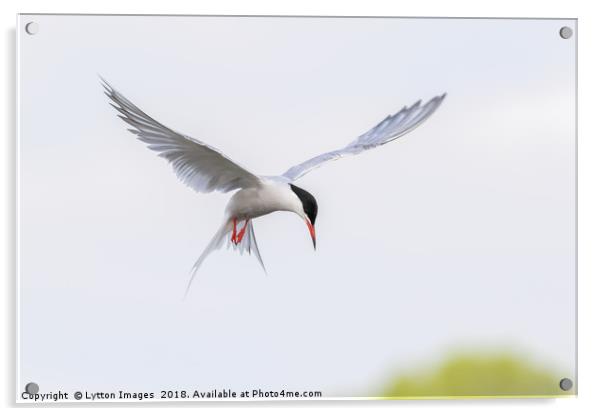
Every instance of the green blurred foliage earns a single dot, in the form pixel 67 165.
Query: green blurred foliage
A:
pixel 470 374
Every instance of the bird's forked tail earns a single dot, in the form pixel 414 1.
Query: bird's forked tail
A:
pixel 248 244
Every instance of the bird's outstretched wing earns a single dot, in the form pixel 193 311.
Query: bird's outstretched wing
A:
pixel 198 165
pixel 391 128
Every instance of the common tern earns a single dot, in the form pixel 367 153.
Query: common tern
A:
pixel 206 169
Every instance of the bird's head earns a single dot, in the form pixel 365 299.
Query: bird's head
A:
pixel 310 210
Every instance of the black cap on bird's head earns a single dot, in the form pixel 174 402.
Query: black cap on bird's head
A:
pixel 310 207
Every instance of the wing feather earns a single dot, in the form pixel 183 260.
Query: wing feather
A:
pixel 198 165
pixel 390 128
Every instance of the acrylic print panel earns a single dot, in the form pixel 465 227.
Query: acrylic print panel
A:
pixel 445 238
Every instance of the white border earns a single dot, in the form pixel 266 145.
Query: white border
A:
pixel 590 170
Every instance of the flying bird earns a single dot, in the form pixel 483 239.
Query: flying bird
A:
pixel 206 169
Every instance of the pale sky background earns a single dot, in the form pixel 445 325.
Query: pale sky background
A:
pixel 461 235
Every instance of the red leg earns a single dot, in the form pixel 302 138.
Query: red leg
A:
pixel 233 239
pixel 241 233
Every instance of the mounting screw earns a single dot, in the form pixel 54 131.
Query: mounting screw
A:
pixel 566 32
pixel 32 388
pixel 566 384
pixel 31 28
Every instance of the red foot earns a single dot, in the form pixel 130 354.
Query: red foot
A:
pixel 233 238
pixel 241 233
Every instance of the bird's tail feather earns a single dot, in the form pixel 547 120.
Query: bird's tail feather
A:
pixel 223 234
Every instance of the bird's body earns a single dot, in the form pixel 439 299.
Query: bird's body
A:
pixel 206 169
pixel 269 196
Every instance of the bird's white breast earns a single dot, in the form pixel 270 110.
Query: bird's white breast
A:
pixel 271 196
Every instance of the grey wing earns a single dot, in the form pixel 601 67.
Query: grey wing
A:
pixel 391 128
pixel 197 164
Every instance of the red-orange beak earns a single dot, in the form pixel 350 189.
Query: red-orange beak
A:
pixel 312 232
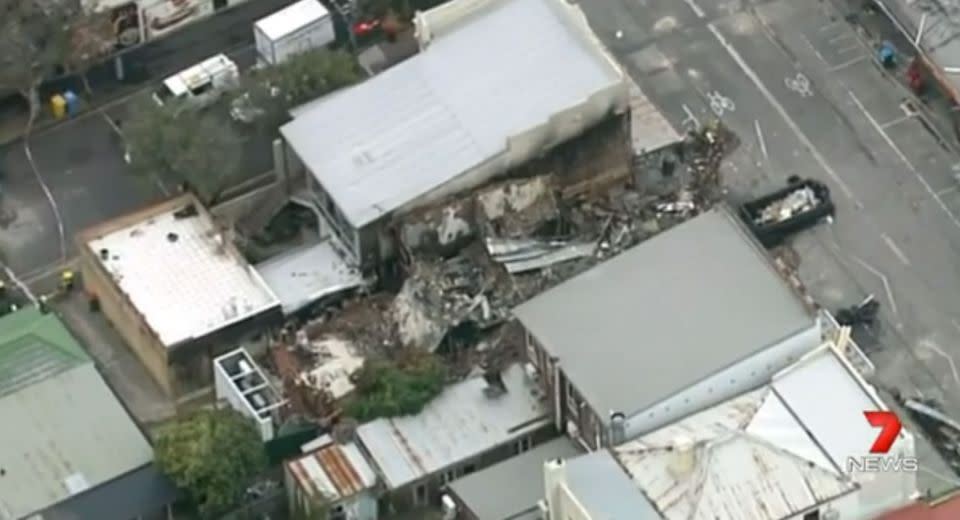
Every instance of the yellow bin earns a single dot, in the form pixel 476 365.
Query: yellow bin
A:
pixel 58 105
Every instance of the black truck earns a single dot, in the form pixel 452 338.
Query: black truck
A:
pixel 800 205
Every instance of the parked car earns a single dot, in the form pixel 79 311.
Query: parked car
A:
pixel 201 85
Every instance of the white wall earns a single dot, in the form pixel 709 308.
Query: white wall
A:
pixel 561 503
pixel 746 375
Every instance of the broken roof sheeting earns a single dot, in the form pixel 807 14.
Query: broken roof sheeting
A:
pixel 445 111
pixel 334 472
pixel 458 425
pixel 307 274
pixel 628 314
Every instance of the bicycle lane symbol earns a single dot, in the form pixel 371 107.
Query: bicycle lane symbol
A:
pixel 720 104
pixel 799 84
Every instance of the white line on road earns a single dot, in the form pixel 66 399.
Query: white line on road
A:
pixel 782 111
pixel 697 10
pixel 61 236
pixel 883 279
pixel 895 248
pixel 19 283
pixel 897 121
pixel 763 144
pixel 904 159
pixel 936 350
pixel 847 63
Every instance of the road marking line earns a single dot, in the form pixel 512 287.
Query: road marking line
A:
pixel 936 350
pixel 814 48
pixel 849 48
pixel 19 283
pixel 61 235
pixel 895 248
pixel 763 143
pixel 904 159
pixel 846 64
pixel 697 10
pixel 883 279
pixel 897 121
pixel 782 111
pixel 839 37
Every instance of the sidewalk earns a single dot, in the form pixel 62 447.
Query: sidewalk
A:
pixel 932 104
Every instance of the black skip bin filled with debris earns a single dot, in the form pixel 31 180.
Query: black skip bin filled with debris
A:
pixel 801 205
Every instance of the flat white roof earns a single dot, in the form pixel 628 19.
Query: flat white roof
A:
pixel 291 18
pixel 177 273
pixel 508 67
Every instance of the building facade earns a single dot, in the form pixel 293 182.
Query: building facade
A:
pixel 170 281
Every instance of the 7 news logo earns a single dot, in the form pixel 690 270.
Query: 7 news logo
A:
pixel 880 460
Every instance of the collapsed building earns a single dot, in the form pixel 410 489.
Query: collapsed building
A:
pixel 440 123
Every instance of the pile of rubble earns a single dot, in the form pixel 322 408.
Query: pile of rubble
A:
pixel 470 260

---

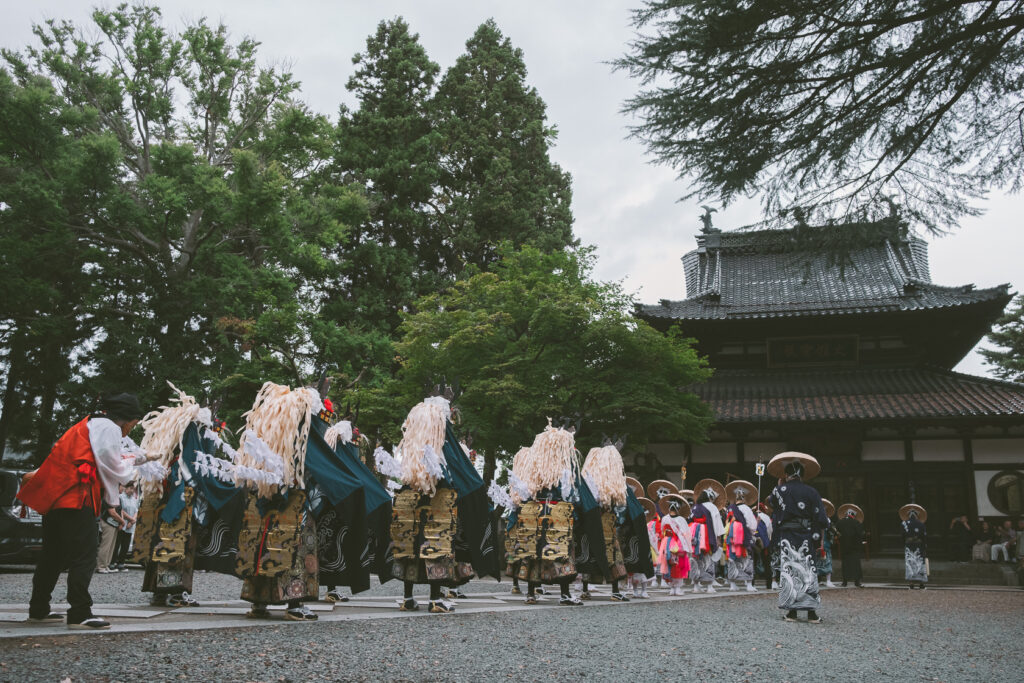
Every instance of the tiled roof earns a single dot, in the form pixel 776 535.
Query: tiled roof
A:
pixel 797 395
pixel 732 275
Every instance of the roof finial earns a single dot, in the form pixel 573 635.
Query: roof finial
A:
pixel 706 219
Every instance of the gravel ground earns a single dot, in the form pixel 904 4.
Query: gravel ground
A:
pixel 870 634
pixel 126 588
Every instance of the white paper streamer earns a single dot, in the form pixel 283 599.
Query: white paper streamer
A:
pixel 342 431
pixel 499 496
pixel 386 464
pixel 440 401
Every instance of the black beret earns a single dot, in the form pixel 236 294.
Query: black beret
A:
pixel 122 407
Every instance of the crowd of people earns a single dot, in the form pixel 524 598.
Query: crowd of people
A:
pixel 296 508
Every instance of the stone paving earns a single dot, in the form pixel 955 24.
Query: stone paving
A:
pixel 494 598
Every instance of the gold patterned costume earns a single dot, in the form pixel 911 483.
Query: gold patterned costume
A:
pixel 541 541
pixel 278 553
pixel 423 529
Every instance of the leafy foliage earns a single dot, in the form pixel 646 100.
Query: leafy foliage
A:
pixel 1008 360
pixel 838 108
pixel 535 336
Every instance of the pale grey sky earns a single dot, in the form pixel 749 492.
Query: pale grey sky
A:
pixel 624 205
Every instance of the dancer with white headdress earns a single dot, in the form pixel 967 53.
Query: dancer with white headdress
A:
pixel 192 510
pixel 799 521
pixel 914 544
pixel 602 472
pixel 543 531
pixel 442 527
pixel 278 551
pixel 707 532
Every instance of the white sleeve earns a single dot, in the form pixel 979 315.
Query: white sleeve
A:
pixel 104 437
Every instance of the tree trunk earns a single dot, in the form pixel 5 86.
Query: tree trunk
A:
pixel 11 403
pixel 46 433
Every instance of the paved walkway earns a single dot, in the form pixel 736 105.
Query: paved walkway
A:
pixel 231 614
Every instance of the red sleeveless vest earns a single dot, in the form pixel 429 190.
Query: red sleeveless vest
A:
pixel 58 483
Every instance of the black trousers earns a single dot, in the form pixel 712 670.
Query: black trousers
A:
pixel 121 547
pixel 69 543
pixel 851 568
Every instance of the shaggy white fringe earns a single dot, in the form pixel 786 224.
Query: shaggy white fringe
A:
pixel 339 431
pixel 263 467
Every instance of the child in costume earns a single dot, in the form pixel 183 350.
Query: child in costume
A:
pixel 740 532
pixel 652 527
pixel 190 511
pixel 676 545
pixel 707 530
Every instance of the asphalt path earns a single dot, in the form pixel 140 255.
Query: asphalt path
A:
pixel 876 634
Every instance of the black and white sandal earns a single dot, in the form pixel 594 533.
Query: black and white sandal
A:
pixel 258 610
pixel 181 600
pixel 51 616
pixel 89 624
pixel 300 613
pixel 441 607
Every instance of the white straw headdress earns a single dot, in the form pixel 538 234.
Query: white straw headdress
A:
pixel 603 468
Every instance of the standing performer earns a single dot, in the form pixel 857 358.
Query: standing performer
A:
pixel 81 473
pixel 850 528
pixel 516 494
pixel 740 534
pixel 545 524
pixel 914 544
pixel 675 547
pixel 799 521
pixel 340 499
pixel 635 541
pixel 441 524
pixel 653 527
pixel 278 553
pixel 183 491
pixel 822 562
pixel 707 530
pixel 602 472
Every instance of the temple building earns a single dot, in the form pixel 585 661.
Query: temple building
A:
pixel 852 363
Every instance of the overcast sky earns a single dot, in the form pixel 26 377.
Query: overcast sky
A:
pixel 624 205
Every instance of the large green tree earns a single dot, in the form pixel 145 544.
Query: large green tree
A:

Objective: Copy the records from the line with "Every instance of the grey" up to and including the line with "pixel 746 375", changing "parked car" to "parked vehicle" and keeping everything else the same. Leave out the pictures.

Written solution:
Every instance of the grey wing earns a single dot, in the form pixel 601 67.
Query: grey wing
A:
pixel 391 128
pixel 197 164
Every instance of the red-orange beak earns a single dot, in the form pixel 350 189.
Query: red-orange beak
A:
pixel 312 232
Every instance of the yellow bin earns a single dot, in the form pixel 476 365.
Query: yellow bin
A:
pixel 58 105
Every instance of the black truck earns a single dot, in the form pixel 452 338.
Query: black truck
A:
pixel 800 205
Every instance of the parked vehicle earns a single dot, in the form pixel 79 311.
Query: parked vehicle
A:
pixel 201 85
Every instance of the white wall earns a single dot, in the form pixel 709 308.
Query: white wall
A:
pixel 561 503
pixel 746 375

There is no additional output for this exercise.